* What the task asks
Show every line in the records below that contains the word "white". Case counts.

* Raw data
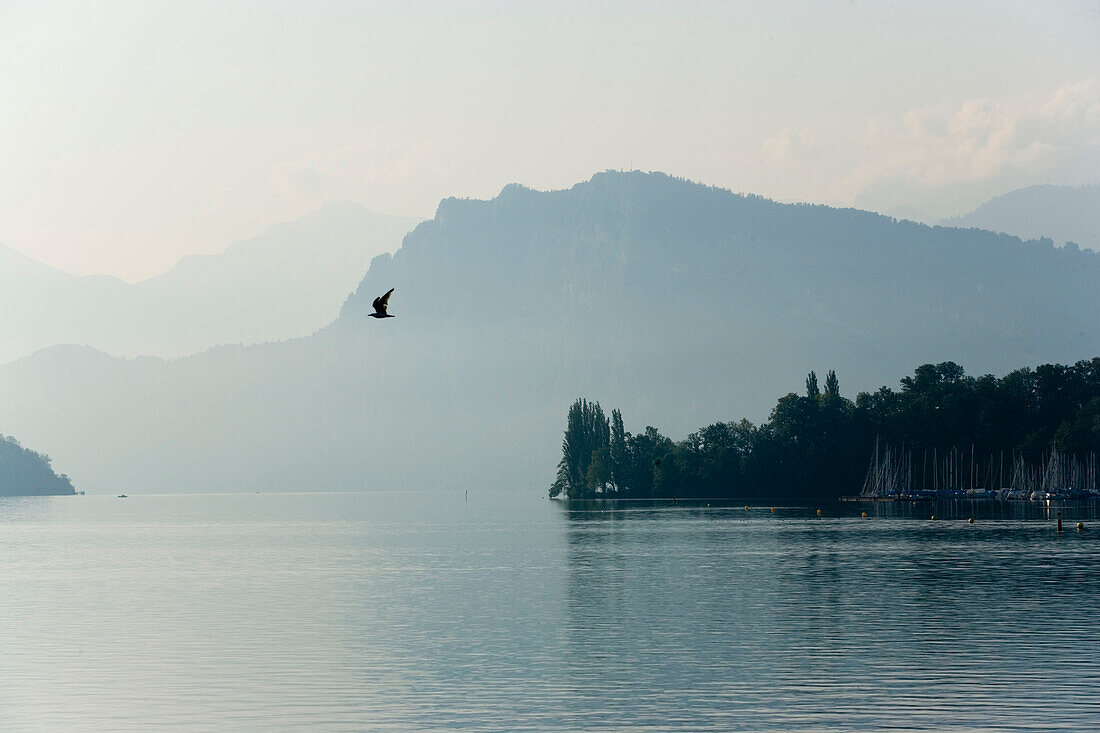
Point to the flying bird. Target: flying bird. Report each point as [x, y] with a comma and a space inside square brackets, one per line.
[380, 306]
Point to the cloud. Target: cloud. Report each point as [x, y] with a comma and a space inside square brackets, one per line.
[979, 140]
[356, 170]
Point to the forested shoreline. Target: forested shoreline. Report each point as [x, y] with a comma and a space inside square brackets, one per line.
[818, 445]
[25, 472]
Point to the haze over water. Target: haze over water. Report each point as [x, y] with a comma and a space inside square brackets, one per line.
[396, 612]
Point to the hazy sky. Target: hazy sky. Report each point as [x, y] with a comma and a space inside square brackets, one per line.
[132, 132]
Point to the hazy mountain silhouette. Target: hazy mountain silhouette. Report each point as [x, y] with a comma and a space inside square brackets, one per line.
[1065, 214]
[670, 299]
[286, 282]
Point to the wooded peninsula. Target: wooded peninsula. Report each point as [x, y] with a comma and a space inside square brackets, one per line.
[942, 434]
[25, 472]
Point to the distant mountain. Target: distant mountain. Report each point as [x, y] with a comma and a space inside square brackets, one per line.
[285, 282]
[667, 298]
[1065, 214]
[24, 472]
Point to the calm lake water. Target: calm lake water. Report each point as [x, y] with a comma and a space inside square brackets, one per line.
[508, 612]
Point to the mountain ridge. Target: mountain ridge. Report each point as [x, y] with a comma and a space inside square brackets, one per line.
[671, 299]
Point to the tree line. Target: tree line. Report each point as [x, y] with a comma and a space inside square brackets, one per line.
[817, 445]
[25, 472]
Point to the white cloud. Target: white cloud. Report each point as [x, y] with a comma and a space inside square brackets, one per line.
[979, 140]
[356, 170]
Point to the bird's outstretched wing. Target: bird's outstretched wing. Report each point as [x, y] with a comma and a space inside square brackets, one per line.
[382, 302]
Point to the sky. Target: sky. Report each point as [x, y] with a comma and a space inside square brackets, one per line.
[133, 132]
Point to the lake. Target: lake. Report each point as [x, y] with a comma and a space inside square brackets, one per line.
[509, 612]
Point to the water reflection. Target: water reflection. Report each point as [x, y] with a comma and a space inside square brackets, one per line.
[784, 619]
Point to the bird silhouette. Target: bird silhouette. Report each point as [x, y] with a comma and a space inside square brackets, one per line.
[380, 306]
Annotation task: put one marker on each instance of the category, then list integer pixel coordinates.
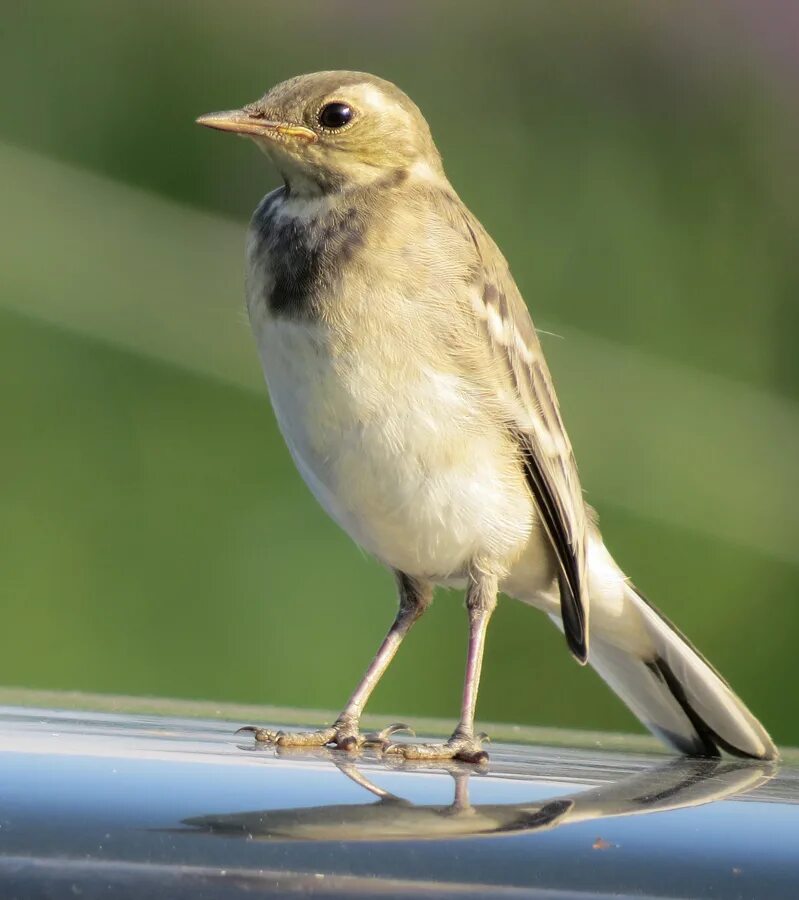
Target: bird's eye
(335, 115)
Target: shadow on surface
(677, 784)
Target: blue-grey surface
(117, 806)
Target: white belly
(399, 455)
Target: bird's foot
(343, 734)
(465, 747)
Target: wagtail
(411, 389)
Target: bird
(411, 389)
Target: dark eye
(335, 115)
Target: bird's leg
(481, 600)
(414, 598)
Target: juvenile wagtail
(411, 389)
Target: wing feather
(535, 423)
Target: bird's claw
(343, 735)
(459, 747)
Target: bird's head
(330, 130)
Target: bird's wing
(534, 421)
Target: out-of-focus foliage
(636, 163)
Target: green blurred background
(636, 163)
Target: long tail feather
(663, 679)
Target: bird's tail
(664, 680)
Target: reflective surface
(111, 805)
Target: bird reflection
(677, 784)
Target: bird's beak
(241, 122)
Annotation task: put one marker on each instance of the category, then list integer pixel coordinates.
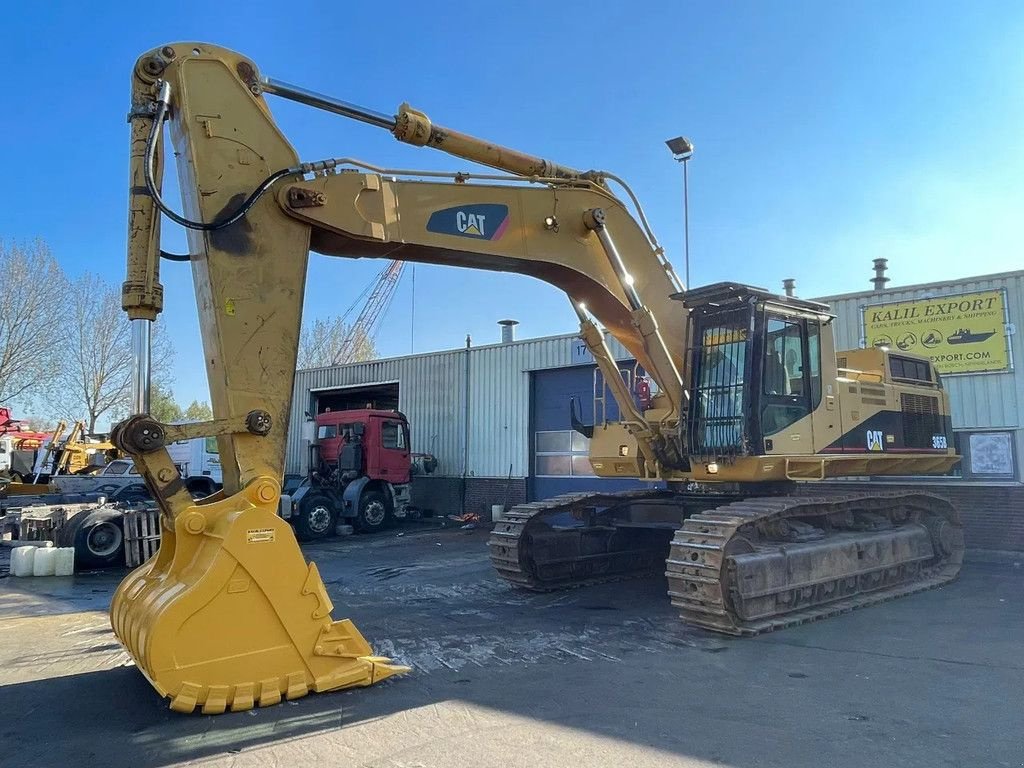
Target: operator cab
(756, 366)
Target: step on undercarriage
(734, 564)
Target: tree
(95, 377)
(199, 412)
(332, 342)
(32, 321)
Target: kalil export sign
(961, 334)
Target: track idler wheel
(228, 614)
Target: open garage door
(383, 396)
(559, 457)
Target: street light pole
(686, 221)
(682, 150)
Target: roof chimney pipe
(508, 331)
(880, 278)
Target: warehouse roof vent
(508, 331)
(880, 278)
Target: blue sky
(826, 134)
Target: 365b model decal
(485, 221)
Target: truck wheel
(315, 519)
(131, 494)
(374, 512)
(98, 539)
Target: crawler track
(748, 566)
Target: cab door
(785, 386)
(393, 457)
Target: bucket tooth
(228, 614)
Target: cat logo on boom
(481, 221)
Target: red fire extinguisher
(642, 390)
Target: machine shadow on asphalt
(604, 668)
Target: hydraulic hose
(163, 101)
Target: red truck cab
(382, 434)
(360, 474)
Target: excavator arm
(228, 614)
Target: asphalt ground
(602, 676)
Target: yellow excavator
(751, 396)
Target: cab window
(784, 358)
(784, 381)
(392, 435)
(814, 361)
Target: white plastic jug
(66, 561)
(45, 563)
(22, 560)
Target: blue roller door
(558, 456)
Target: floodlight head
(680, 146)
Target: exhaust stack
(880, 279)
(508, 331)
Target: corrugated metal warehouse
(497, 417)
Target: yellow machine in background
(751, 395)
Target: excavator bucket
(228, 615)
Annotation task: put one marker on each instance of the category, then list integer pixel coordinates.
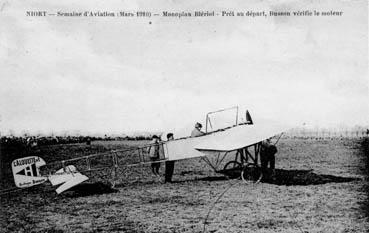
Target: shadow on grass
(88, 189)
(286, 177)
(303, 177)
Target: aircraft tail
(26, 174)
(26, 171)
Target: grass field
(333, 197)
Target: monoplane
(240, 139)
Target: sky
(117, 75)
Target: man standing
(267, 156)
(196, 132)
(169, 165)
(154, 154)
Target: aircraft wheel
(251, 173)
(232, 169)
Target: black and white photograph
(175, 116)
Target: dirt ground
(320, 186)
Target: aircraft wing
(239, 137)
(227, 140)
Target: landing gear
(251, 173)
(232, 169)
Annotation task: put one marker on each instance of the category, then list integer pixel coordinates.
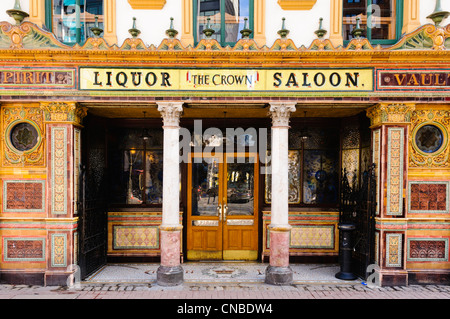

* Task output
Point to the white cloud. Target: white cloud. Report each point as [x, y] with a comma and a space inside square brackets, one per line.
Target: white belly
Target: white plastic jug
Target: black and white photograph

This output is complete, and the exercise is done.